### DATA PROVIDED
========================================
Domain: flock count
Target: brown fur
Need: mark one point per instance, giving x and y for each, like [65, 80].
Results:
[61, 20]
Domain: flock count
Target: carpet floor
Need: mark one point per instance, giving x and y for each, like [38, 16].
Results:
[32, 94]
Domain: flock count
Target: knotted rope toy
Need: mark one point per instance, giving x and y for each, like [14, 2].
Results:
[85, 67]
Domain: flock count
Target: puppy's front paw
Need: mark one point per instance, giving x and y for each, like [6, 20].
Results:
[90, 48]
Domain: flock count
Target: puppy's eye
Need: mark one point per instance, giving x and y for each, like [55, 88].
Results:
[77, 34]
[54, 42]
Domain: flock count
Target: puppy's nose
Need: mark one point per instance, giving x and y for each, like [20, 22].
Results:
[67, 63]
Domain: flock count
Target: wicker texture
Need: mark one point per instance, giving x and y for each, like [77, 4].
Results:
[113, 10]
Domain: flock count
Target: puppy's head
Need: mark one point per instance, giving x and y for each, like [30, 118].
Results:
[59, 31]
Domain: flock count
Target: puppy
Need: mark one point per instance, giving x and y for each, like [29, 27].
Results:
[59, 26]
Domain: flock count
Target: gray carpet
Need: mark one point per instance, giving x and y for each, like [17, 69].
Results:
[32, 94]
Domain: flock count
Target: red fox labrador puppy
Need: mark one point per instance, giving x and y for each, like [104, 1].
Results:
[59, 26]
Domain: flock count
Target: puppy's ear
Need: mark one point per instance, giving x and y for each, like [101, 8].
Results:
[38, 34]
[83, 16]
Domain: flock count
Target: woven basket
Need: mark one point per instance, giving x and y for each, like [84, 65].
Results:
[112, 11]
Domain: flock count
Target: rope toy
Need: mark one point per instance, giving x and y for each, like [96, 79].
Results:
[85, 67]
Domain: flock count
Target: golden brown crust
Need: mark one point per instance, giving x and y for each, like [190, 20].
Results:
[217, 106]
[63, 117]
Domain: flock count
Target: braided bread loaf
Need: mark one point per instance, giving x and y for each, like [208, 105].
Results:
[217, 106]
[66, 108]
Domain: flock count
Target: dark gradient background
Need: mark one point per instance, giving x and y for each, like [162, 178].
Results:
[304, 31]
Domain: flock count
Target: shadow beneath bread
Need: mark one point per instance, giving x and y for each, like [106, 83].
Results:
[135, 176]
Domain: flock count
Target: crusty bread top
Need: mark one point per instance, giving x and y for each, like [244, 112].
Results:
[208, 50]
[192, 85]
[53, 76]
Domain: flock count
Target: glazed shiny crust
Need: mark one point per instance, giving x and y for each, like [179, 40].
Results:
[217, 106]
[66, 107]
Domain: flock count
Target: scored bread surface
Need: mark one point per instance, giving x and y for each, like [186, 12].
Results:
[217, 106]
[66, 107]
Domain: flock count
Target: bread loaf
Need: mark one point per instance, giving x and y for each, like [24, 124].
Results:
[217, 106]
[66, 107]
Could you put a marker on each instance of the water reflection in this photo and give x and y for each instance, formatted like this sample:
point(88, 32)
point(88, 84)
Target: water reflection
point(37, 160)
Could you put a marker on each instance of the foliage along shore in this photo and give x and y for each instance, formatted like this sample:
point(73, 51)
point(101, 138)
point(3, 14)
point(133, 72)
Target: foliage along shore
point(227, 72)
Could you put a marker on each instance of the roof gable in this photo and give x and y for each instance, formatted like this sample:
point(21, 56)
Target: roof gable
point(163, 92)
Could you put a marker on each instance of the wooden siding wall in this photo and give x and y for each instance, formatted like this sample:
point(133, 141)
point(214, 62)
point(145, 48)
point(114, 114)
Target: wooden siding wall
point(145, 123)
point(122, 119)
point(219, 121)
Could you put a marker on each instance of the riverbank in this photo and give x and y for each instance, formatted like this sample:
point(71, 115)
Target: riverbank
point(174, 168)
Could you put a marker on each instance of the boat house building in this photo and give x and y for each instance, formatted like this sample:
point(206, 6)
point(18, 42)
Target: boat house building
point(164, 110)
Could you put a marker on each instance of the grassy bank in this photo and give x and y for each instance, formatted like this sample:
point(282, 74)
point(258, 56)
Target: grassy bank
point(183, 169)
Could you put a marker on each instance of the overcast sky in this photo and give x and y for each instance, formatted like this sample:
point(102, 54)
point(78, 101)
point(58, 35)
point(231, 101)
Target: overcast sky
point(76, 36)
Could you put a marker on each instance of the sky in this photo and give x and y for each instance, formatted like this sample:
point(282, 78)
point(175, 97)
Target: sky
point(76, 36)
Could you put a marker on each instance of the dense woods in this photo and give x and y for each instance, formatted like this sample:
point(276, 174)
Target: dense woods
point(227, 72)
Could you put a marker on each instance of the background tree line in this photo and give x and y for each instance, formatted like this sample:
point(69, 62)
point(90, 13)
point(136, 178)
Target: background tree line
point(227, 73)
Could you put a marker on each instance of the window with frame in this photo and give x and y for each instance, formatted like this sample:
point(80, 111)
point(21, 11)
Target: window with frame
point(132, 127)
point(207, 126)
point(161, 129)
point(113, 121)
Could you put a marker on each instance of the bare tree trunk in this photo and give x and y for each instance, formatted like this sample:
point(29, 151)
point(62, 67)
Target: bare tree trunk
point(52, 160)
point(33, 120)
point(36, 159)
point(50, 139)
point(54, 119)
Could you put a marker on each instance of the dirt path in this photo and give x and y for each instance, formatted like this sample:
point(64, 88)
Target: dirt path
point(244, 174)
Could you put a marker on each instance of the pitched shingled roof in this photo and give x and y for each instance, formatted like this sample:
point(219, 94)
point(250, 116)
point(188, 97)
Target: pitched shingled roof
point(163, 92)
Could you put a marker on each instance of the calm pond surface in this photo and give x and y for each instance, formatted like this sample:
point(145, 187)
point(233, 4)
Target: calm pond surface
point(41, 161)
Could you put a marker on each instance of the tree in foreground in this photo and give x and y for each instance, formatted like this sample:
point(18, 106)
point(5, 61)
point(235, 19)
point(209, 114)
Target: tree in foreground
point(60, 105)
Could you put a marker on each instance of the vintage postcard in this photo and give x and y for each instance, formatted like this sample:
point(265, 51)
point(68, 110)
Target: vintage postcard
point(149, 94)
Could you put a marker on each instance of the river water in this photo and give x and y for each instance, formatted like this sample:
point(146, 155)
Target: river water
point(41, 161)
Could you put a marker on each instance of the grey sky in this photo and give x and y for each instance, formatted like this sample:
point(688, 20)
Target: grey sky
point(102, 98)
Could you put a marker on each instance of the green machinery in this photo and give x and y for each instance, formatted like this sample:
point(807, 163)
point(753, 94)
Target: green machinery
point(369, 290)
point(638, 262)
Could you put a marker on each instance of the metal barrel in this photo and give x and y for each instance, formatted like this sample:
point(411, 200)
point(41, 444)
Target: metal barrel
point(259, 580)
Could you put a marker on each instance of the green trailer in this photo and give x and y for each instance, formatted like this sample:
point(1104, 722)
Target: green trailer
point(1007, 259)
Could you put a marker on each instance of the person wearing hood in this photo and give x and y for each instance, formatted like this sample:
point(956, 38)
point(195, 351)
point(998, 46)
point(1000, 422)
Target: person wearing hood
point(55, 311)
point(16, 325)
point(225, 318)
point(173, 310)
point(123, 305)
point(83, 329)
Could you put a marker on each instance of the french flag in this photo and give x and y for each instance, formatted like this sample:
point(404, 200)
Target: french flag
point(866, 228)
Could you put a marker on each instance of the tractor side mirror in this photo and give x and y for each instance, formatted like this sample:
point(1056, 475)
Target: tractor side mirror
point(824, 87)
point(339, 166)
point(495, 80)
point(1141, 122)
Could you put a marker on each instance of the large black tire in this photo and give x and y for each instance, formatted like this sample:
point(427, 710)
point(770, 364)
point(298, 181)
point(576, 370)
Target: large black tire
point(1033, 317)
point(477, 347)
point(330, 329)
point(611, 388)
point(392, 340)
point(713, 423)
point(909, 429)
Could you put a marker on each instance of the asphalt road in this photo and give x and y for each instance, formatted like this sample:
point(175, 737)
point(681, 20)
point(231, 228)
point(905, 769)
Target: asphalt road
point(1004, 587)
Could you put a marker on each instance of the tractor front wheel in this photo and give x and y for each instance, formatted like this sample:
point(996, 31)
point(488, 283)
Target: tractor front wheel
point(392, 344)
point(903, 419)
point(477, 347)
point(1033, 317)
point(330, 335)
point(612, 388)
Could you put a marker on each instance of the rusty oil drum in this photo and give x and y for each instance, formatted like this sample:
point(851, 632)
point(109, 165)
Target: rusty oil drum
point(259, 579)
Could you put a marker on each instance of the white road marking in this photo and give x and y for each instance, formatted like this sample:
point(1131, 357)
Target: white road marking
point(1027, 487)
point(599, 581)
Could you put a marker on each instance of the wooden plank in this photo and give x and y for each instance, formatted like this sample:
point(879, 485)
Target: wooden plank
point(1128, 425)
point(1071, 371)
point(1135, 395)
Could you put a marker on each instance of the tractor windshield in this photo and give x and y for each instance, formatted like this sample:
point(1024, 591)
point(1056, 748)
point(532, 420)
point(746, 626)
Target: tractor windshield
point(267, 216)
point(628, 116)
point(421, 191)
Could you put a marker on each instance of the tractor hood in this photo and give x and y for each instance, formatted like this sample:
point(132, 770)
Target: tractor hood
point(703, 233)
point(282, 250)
========================================
### TASK GOAL
Transcribe the material exactly, stopping after the "like [30, 118]." line.

### WRITTEN RESPONSE
Domain: flock count
Target: brown fur
Need: mark one point per instance, giving x and y for each, like [65, 80].
Results:
[61, 20]
Domain: flock count
Target: carpet floor
Need: mark one point per instance, giving x and y for each, like [38, 16].
Results:
[32, 94]
Domain: flock count
Target: knotted rope toy
Need: mark one point per instance, giving x and y for each, like [14, 2].
Results:
[85, 67]
Domain: flock count
Target: puppy's front paw
Need: mark one point per instance, giving x and y for each, like [6, 20].
Results:
[90, 48]
Domain: flock count
Target: puppy's eye
Need: mark one point per instance, giving x and y for each, like [55, 88].
Results:
[77, 34]
[54, 42]
Domain: flock count
Target: puppy's nose
Need: mark one point per instance, giving x and y for each, like [20, 22].
Results:
[67, 63]
Domain: flock count
Target: wicker texture
Need: mark one point per instance, giving x and y for each, like [77, 4].
Results:
[113, 10]
Domain: flock count
Target: puppy's head
Need: mark one point per instance, giving x and y for each, like [30, 118].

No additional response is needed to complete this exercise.